# [Document segment]
● ● ●

Monday, November 23, 2009

In Your Face

Have you ever wondered what something tastes like?

Most of us know about common everyday foods. And we've all heard the old line about unknown or exotic meat - tastes like chicken.

But what about something you don't know?

Using the senses of taste and smell to boost the reader's experience is one way to bring your writing to life. I put them together because almost any strong smell can be tasted in the back of your throat. A nice red wine is wonderful. Burning rubber, not so much.

But what about those things we've never tasted?

If it's a food, a character can read ingredients from a menu or recipe. Or a character can say or think something like, "It's really sweet and topped with a raisin sauce," or whatever.

But what if it's not a food?

Maybe Cognac and you don't drink. A liquid medicine. Or your character accidentally sprays furniture polish in her face. The possibilities are endless.

● ● ●

Rewrite the stretch of the taste-and-smell post from "In Your Face" through "we've never tasted?", swapping "chicken" out for "pork".

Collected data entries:
● ● ●

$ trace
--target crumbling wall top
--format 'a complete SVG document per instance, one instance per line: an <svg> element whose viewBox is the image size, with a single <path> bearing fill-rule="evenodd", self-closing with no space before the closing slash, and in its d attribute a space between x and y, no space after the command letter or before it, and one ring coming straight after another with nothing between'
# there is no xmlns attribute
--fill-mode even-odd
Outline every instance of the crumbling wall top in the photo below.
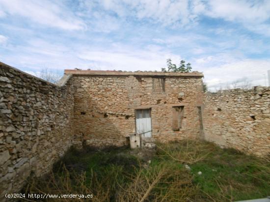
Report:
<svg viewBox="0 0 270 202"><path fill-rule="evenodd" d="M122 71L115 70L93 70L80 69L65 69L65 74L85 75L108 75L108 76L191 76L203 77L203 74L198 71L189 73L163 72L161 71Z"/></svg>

● ● ●

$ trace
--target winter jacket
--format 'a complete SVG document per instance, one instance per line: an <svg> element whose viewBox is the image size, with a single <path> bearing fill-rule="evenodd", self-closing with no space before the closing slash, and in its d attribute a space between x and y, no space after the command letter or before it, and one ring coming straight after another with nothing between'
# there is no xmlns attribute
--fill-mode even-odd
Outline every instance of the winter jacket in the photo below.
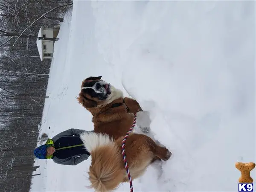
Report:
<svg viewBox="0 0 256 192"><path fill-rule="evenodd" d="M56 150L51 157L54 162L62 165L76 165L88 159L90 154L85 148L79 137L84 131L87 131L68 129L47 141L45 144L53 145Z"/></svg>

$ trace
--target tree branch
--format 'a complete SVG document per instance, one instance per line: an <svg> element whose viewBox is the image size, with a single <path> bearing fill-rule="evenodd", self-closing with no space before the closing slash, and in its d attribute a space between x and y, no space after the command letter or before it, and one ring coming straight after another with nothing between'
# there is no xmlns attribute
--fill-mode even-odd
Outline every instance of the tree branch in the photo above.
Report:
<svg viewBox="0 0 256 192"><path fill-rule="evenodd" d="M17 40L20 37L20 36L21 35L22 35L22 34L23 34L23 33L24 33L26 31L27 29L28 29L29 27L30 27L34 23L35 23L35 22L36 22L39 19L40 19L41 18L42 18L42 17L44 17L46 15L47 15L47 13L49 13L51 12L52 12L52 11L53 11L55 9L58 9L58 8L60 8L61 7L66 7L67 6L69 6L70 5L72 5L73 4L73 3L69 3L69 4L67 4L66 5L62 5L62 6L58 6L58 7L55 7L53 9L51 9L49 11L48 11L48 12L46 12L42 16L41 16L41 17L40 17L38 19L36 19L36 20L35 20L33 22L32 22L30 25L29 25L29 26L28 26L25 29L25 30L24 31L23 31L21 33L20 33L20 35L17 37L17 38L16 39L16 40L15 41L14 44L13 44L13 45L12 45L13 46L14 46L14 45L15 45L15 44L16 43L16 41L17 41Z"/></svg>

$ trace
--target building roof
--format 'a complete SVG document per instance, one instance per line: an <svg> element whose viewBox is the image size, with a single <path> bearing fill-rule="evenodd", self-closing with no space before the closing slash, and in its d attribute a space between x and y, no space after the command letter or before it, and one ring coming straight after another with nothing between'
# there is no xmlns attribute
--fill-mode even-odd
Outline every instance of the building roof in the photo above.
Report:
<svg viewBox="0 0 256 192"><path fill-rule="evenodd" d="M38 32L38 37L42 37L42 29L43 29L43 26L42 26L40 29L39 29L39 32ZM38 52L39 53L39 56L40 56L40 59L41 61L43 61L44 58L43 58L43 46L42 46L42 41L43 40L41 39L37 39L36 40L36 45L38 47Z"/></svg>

● ● ●

# [Exercise answer]
In Your Face

Have you ever wondered what something tastes like?

Most of us know about common everyday foods. And we've all heard the old line about unknown or exotic meat - tastes like pork.

But what about something you don't know?

Using the senses of taste and smell to boost the reader's experience is one way to bring your writing to life. I put them together because almost any strong smell can be tasted in the back of your throat. A nice red wine is wonderful. Burning rubber, not so much.

But what about those things we've never tasted?